- BRONTEKST -
╭──

De Nederlandse Bank
DNB publiceert Statistisch Bulletin juni 2005
Persbericht
Datum 29 juni 2005
Organisatie leeg DNB
In dit nummer: Hypotheekomzetten banken gestegen; Landenrisico
scherper in beeld; Beleggingsfondsen uit de gratie;
Grensoverschrijdend effectenbezit in tien jaar tijd verdubbeld; Groei
Special Purpose Vehicles (SPV's) afgevlakt; Onafhankelijke beoordeling
berekening EMU-saldo en overheidsschuld groot.
Hypotheekomzetten banken gestegen
De hypotheekomzetten van de banken zijn in de eerste vier maanden van
2005 gestegen ten opzichte van vergelijkbare periodes in voorgaande
jaren. Dit is mede te danken aan de nog altijd lage hypotheekrente. In
de maanden januari tot april van dit jaar is door het gezamenlijke
bankwezen, op een enkele uitzondering na, in alle rentevastsegementen
elke maand een hogere omzet geboekt dan de maand ervoor. Dit
resulteerde in een stijging van de uitstaande hypotheekstand bij het
bankwezen tot bijna EUR 339 mld. Uit cijfers van maandelijks
afgesloten hypotheken blijkt dat alleen het rentepercentage van
hypotheken met een rentevaste periode van meer dan 10 jaar nog altijd
daalt, tot een gemiddelde over de maand april 2005 van 4,66%. Voor de
overige kortere rentevaste periodes lijkt de daling tot stilstand te
zijn gekomen. Sinds midden 2004 wordt het grootste deel van de nieuwe
hypotheken tegen een variabel of kort rentevast percentage afgesloten.
Dit weerspiegelt enerzijds vertrouwen in een blijvend lage rente, maar
vergroot anderzijds de kwetsbaarheid van een groeiend aantal
huishoudens bij een eventuele rentestijging.

╰──

- AANGELEVERDE GEGEVENS -
╭──

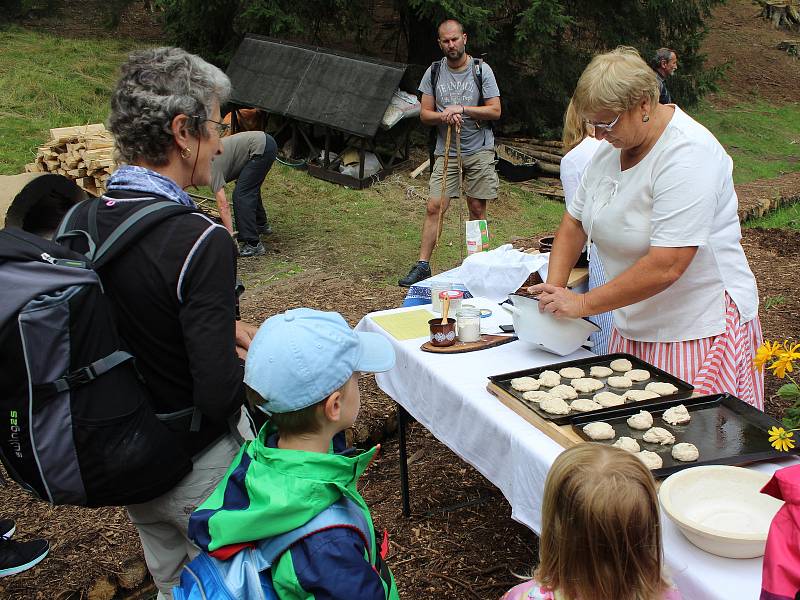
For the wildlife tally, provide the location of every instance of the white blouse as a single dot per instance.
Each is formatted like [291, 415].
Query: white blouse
[681, 194]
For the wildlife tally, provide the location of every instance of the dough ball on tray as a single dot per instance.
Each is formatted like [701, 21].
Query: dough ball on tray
[661, 388]
[621, 365]
[677, 415]
[525, 384]
[536, 396]
[685, 452]
[639, 395]
[567, 392]
[628, 444]
[554, 406]
[586, 385]
[607, 399]
[619, 381]
[599, 431]
[584, 405]
[549, 378]
[659, 435]
[651, 460]
[641, 420]
[638, 375]
[600, 371]
[571, 373]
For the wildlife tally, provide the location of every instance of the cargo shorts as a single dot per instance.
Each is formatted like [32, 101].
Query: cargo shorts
[480, 176]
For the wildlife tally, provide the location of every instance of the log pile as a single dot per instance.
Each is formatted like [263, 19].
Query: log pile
[782, 13]
[84, 154]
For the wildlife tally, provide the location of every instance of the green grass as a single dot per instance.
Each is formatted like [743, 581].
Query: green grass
[763, 140]
[51, 82]
[785, 217]
[371, 234]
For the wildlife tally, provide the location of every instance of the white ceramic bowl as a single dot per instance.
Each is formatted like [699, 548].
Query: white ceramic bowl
[720, 509]
[543, 330]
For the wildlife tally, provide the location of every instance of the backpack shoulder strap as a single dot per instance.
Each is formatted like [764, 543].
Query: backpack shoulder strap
[116, 241]
[343, 513]
[435, 67]
[477, 74]
[123, 234]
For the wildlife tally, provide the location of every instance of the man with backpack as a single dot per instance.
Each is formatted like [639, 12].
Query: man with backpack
[461, 92]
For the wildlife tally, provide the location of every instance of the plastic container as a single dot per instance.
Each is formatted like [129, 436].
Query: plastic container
[468, 324]
[436, 300]
[456, 297]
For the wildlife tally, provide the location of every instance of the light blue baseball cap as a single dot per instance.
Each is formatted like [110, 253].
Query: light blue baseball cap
[302, 356]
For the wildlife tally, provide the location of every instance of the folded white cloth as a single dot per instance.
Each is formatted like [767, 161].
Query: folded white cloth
[499, 272]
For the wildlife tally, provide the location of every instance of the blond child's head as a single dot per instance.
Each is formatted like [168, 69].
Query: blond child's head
[601, 536]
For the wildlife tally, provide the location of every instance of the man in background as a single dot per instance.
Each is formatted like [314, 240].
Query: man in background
[246, 158]
[457, 91]
[665, 63]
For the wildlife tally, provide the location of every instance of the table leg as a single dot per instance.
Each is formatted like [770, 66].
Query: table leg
[402, 421]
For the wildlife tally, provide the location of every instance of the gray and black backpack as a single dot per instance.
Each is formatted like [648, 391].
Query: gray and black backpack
[76, 417]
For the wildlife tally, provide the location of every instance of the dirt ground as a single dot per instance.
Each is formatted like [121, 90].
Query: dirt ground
[742, 39]
[472, 552]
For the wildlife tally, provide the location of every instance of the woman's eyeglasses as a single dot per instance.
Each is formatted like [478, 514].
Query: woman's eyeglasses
[604, 126]
[222, 128]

╰──

- DOEL A -
Geef een deel van de brontekst woordelijk weer: begin bij de woorden "De Nederlandse Bank" en stop na de woorden "en overheidsschuld groot.".
- DOEL B -
Schrijf uit de gegevens alleen de regels woordelijk opnieuw uit vanaf de regel met "black backpack as a single dot per instance." tot en met de laatste regel van de gegevens.
De brontekst en de gegevens komen uit verschillende bronnen.

- UITWERKING A -
De Nederlandse Bank
DNB publiceert Statistisch Bulletin juni 2005
Persbericht
Datum 29 juni 2005
Organisatie leeg DNB
In dit nummer: Hypotheekomzetten banken gestegen; Landenrisico
scherper in beeld; Beleggingsfondsen uit de gratie;
Grensoverschrijdend effectenbezit in tien jaar tijd verdubbeld; Groei
Special Purpose Vehicles (SPV's) afgevlakt; Onafhankelijke beoordeling
berekening EMU-saldo en overheidsschuld groot.

- UITWERKING B -
For the wildlife tally, provide the location of every instance of the gray and black backpack as a single dot per instance.
Each is formatted like [648, 391].
Query: gray and black backpack
[76, 417]
For the wildlife tally, provide the location of every instance of the dirt ground as a single dot per instance.
Each is formatted like [121, 90].
Query: dirt ground
[742, 39]
[472, 552]
For the wildlife tally, provide the location of every instance of the woman's eyeglasses as a single dot per instance.
Each is formatted like [478, 514].
Query: woman's eyeglasses
[604, 126]
[222, 128]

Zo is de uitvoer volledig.